▶ **Reading text**:
+-------+

I am sure that we all share the same ambition: to become the kind of society where all people, including people with a disability, can have the opportunity to fulfil their potential. For most that will mean the chance to take on meaningful work, but any strategy to support that aim must also be set alongside a commitment to give adequate support so that those who cannot provide for themselves through work can be assured of being able to live in comfort and dignity. I will briefly do three things: welcome the parts of the strategy which are going in the right direction, flag up concerns, and then ask the Minister some questions at the end.

I welcome the focus on disability employment, and some of the steps announced today will undoubtedly be helpful. I welcome the ongoing commitment to work with employers, and in particular the commitment to work directly with disabled people who experience barriers to work, to identify solutions. They are of course by far the best-placed people to understand what those barriers are. I welcome the attention given to what public sector employers and the Civil Service can do, and I encourage Ministers to go even further in that direction in leading the way. I am glad that Ministers are considering carefully the recommendations of both the Stevenson/Farmer review and the Taylor review, and I look forward to hearing more about those in due course. I also welcome the attempt to link up both sectors and different parts of society in trying to address the problem. In the end, only a cross-departmental approach and a cross-sectoral approach will make a difference.

However, there are some significant problems with the document published today, or at least the context for it. First, I could not find in my first reading enough detail to allow us to assess whether the Government are putting enough resources behind this strategy to make a difference. Secondly, I am a bit worried about the timescale, which seems to have been pushed quite a long way back. The Government’s previous commitment was to halve the disability employment gap by 2020. Their new commitment is about getting more disabled people into work within 10 years. We are seeing the results of that, as far as I can understand the timeline; perhaps the Minister can help me. There is a timeline for what will happen, but some of the hardest actions here have no hard deadlines; for example, the commitment to engage in further reform of the work capability assessment; the response to the Taylor recommendations on SSP and the right to return after absence; and the Stevenson/Farmer proposals on extending certification of fit notes. I hope that I am misreading it, but it looks as if most of those are in the section headed “Future actions”, which could be run until 2027. That simply will not be soon enough. I very much hope that it will not be the case.

+-------+

(Saved data entries)
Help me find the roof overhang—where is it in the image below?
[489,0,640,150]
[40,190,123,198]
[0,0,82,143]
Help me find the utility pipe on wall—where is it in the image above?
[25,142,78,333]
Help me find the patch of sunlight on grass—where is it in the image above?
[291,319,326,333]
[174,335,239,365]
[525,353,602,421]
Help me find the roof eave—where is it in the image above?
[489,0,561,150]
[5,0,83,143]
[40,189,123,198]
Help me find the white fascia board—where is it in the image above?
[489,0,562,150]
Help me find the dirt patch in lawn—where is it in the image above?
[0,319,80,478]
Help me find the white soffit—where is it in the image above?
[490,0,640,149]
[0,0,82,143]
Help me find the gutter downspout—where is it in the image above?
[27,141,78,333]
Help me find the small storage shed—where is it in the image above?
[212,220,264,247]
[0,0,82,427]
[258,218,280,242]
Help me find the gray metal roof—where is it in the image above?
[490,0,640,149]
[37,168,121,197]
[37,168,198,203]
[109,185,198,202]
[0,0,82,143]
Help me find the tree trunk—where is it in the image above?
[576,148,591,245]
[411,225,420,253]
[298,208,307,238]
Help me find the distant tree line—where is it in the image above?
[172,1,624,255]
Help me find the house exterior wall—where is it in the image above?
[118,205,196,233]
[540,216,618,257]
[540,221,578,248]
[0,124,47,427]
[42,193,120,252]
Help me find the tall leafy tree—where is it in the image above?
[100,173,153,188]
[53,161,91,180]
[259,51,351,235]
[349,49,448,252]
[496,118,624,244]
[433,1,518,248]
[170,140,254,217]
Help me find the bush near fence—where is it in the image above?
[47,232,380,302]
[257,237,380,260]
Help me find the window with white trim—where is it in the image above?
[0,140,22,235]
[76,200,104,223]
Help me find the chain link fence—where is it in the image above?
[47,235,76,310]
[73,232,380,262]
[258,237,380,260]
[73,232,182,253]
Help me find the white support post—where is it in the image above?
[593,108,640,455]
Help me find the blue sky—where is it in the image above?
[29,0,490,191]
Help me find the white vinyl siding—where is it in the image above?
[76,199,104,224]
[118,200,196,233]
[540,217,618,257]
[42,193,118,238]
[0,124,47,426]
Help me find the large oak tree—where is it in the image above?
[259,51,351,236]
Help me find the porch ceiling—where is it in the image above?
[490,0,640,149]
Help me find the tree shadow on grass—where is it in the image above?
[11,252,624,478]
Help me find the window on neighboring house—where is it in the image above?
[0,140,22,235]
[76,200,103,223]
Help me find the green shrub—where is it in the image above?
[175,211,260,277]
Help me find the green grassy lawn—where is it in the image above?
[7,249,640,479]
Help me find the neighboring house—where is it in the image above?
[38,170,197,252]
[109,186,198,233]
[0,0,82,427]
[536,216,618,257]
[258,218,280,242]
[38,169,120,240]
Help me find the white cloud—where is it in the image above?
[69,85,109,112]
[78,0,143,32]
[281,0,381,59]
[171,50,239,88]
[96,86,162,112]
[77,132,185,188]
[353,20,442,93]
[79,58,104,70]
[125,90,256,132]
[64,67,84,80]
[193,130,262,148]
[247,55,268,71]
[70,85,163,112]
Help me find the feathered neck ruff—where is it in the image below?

+-------+

▶ **The problem**:
Condense the speech on the disability employment strategy above into two sentences.

▶ **Solution for this problem**:
The speaker welcomes parts of the strategy, including its focus on disability employment, its commitment to work with employers and with disabled people who face barriers to work, its attention to public sector employers and the Civil Service, and its consideration of the Stevenson/Farmer and Taylor reviews. However, the speaker worries that the document lacks enough detail to show whether sufficient resources stand behind it and that the timescale has been pushed back, with some of the hardest actions having no firm deadlines and possibly running until 2027.